TASK PROMPT
With images removed, transcribe each record exactly as it appears.

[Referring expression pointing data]
________________________
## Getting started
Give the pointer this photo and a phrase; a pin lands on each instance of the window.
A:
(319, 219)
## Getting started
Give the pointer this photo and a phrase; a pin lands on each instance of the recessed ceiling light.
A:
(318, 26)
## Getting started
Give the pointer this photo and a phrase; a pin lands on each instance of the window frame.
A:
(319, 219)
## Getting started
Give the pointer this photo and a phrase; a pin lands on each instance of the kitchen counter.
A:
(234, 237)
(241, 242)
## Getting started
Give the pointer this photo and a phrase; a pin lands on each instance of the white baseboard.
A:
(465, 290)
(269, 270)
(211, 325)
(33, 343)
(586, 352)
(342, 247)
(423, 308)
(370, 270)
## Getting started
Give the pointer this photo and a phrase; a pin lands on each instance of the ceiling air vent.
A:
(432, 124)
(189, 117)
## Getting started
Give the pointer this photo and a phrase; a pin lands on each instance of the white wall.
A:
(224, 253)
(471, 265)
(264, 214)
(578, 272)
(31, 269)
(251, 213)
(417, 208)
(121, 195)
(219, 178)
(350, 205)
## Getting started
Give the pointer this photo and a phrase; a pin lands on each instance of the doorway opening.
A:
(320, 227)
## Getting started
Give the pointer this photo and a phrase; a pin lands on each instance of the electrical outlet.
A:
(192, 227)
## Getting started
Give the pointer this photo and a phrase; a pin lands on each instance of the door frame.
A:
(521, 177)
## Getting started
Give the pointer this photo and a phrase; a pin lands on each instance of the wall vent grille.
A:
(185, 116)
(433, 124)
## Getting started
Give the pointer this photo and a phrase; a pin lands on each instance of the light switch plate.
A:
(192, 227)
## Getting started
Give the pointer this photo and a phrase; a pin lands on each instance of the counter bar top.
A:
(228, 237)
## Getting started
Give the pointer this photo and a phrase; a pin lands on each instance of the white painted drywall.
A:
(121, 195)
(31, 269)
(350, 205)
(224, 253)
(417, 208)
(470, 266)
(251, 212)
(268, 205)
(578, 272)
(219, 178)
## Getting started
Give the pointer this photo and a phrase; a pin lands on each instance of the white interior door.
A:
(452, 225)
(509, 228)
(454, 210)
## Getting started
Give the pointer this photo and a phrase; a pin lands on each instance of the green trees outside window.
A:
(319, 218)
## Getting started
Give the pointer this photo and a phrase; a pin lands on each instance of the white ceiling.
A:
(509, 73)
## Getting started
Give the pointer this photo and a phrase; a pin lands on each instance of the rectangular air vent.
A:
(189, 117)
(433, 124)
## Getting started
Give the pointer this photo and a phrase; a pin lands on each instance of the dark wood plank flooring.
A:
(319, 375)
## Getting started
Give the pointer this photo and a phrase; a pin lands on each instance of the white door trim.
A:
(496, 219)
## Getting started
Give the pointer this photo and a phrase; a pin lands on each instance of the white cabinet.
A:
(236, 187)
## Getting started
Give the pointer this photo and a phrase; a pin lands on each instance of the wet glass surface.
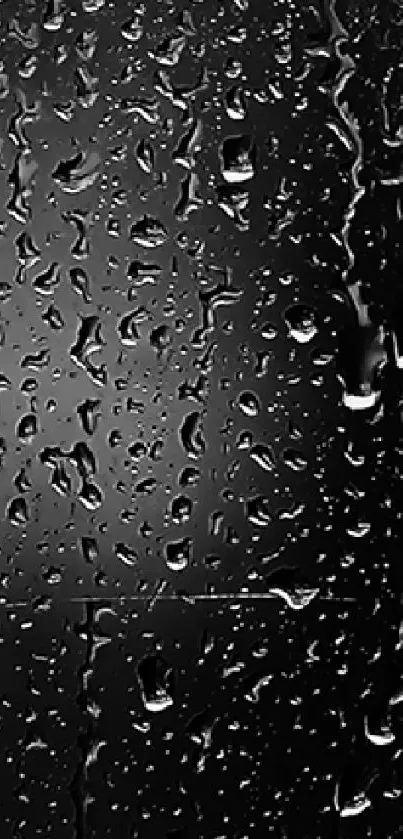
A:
(201, 355)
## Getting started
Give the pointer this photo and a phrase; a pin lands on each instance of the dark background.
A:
(275, 718)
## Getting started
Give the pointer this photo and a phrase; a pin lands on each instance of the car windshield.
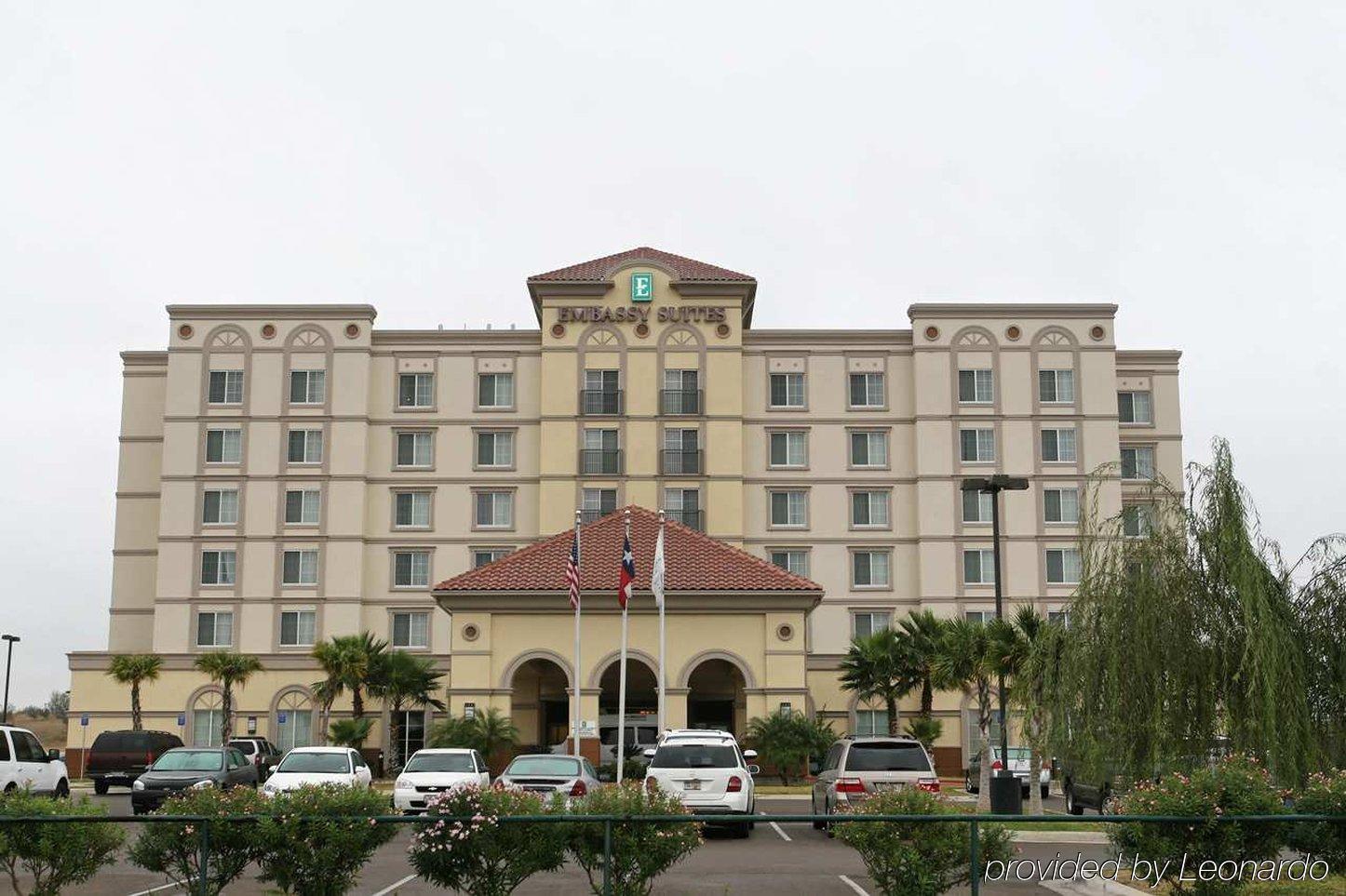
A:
(316, 763)
(886, 756)
(440, 762)
(696, 756)
(545, 766)
(190, 760)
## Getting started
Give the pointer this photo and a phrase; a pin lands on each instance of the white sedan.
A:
(429, 772)
(319, 766)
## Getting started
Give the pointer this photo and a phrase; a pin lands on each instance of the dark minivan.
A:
(121, 756)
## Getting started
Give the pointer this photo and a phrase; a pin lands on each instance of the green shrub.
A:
(308, 845)
(54, 854)
(641, 850)
(482, 856)
(918, 859)
(1234, 786)
(175, 849)
(1322, 796)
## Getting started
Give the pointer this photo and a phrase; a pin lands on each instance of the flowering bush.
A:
(918, 859)
(641, 850)
(308, 842)
(1234, 786)
(479, 854)
(54, 856)
(175, 849)
(1324, 796)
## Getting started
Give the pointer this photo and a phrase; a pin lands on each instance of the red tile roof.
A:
(603, 268)
(693, 563)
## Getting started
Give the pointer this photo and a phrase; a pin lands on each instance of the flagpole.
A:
(575, 684)
(621, 685)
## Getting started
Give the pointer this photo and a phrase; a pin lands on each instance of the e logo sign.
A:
(642, 287)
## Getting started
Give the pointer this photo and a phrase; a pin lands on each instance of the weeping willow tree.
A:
(1188, 633)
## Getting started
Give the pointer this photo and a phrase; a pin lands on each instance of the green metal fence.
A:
(974, 823)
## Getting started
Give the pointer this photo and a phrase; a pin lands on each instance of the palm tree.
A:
(132, 669)
(879, 666)
(404, 679)
(228, 670)
(346, 662)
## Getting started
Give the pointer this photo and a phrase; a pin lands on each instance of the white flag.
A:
(657, 570)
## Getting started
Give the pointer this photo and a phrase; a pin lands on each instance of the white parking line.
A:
(392, 887)
(853, 886)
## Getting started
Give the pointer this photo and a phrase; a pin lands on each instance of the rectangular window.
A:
(305, 446)
(789, 448)
(1135, 407)
(789, 507)
(411, 509)
(415, 449)
(976, 506)
(1058, 446)
(223, 446)
(494, 391)
(869, 509)
(299, 568)
(495, 448)
(1137, 463)
(1061, 504)
(415, 391)
(494, 509)
(307, 386)
(787, 391)
(411, 630)
(977, 446)
(868, 449)
(226, 388)
(1064, 566)
(796, 561)
(869, 568)
(298, 627)
(1057, 386)
(217, 567)
(303, 506)
(411, 569)
(220, 506)
(978, 567)
(867, 391)
(214, 628)
(482, 555)
(867, 623)
(975, 386)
________________________
TASK SOLUTION
## Getting started
Give the pointer this photo and a phrase; a pin lands on each instance of the window.
A:
(319, 219)
## Getting started
Give the pointer this photo and a phrase; a pin lands on each instance of the recessed ceiling light.
A:
(318, 26)
## Getting started
Give the pointer this photo and a phrase; a pin lands on each instance of the window frame.
A:
(319, 219)
## Getting started
Give the pointer this photo and a phrase; a pin lands on each instance of the kitchen counter.
A:
(234, 237)
(241, 242)
## Getting started
Give the pointer this photo and a phrase; a pin lands on each instance of the white baseboard.
A:
(465, 290)
(269, 270)
(211, 325)
(33, 343)
(586, 352)
(342, 247)
(423, 308)
(370, 270)
## Getting started
Give the pointer this photo and a phrase; a pin lands on each instance of the ceiling air vent.
A:
(432, 124)
(189, 117)
## Getting started
Give the pointer this photo and a phrase; a pin lands on each instance of the white wall.
A:
(224, 253)
(471, 265)
(264, 214)
(578, 272)
(31, 269)
(251, 213)
(417, 208)
(121, 195)
(219, 178)
(350, 205)
## Getting started
Give the pointer this photo and a phrase; a pin lands on each instance of the doorway opening.
A:
(320, 227)
## Getting started
Give the pointer this photo and a phrase; a pin lands on each instance of the electrical outlet.
A:
(192, 227)
## Getting started
Give the pointer this photo and a phrase; a pin lands on each instance of the door frame.
A:
(521, 177)
## Getting started
Give the pointer this photo and a phrase; a pin lands on each instance of the wall vent grille.
A:
(185, 116)
(433, 124)
## Getting started
Give the pointer this photo and a phrase; a pin lands on each instance of the light switch plate.
A:
(192, 227)
## Getting started
Give the pointer this photo and a phrase; a pin lands on each instance of the counter bar top.
A:
(228, 237)
## Getting started
Give the pointer this photo and a phrase; a pin lands on each instance of the white painted drywall.
A:
(121, 195)
(31, 269)
(350, 205)
(224, 253)
(417, 208)
(470, 266)
(251, 212)
(268, 205)
(578, 272)
(219, 178)
## Getting started
Give the pointer this photo and a phrase; a pin lands on each instance of the white interior door.
A:
(452, 225)
(509, 228)
(454, 210)
## Getting started
Give the pointer this photo and a phrase; a pin lands on each instance of the green trees outside window.
A:
(319, 218)
## Getting started
Give the pointer this photo and a phrase; a pin lands on each instance of the white ceiling.
A:
(509, 73)
## Getting started
Give the pointer this photo and a phrase; a pin lands on each instance of the rectangular air vent.
A:
(189, 117)
(433, 124)
## Getting started
Give the pointer this photo and a phrase; a pin lands on each instance of the dark wood plank flooring.
A:
(319, 375)
## Getting started
Give the pointer this photo and a phrase; a pin lands on each instance of the white door trim.
A:
(496, 219)
## Getting started
Give the pointer this photo and a phrase; a pin lands on each instance of the white cabinet.
A:
(236, 187)
## Getting started
Give the pointer this photo and a phrase; a pin lands on each instance of the wet glass surface.
A:
(201, 355)
## Getting started
Give the pointer this photo and a phrase; a pin lands on each instance of the dark background.
A:
(275, 718)
## Getting started
Give the pointer this photo and a phrase; a pin lands on each instance of the car windshield.
A:
(316, 763)
(886, 756)
(440, 762)
(696, 756)
(545, 766)
(190, 760)
## Getting started
Give the pointer this photo and a phrase; a pin lands on each instance of the white sedan.
A:
(429, 772)
(319, 766)
## Getting started
Give the pointer this photo and a phrase; a pin lands on each instance of the dark minivan.
A:
(121, 756)
## Getting started
Give the pointer this photo and a phrase; a pin lands on each instance of the green shrub.
A:
(308, 845)
(54, 854)
(641, 850)
(482, 856)
(918, 859)
(1234, 786)
(175, 849)
(1322, 796)
## Getting started
Give the pointer this photo and a phrase; a pin lands on each instance of the flowering bush.
A:
(918, 859)
(641, 850)
(308, 842)
(1234, 786)
(479, 854)
(54, 856)
(175, 849)
(1324, 796)
## Getting started
Give the pointer this photo and a phrase; a pin lands on each instance of the red tile roof.
A:
(603, 268)
(693, 563)
## Getting started
Give the pointer this photo and a phrase; a pin lands on each instance of the flagpole.
A:
(575, 684)
(621, 685)
## Getting started
Give the pointer this photo and a phrase; a pin lands on each instance of the e logo sign.
A:
(642, 287)
## Getting started
Give the pointer this photo and a phrase; a pin lands on each instance of the weeping willow tree.
A:
(1188, 633)
## Getting started
Give the pointer this photo and a phrase; a pin lands on each instance of the green metal fence.
A:
(974, 823)
## Getting started
Give the pointer this photo and a phrase; a pin lands on each instance of the palm tree.
A:
(132, 669)
(879, 666)
(404, 679)
(228, 670)
(346, 662)
## Getting started
Give the pointer this photo and a phrase; a pin lands on each instance of the white flag.
A:
(657, 570)
## Getting started
Give the pointer this photo and a phrase; a pin lands on each instance of the white parking line.
A:
(392, 887)
(853, 886)
## Getting started
Give the pointer this photo and a phrase; a pin lands on each instance of the rectangular window.
A:
(305, 446)
(789, 448)
(1135, 407)
(789, 507)
(411, 509)
(415, 449)
(976, 506)
(1058, 446)
(223, 446)
(494, 391)
(869, 509)
(299, 568)
(495, 448)
(1137, 463)
(1061, 504)
(415, 391)
(494, 509)
(307, 386)
(787, 391)
(411, 630)
(977, 446)
(868, 449)
(226, 388)
(1064, 566)
(796, 561)
(869, 568)
(298, 627)
(1057, 386)
(217, 567)
(303, 506)
(411, 569)
(220, 506)
(978, 567)
(867, 391)
(214, 628)
(482, 555)
(867, 623)
(975, 386)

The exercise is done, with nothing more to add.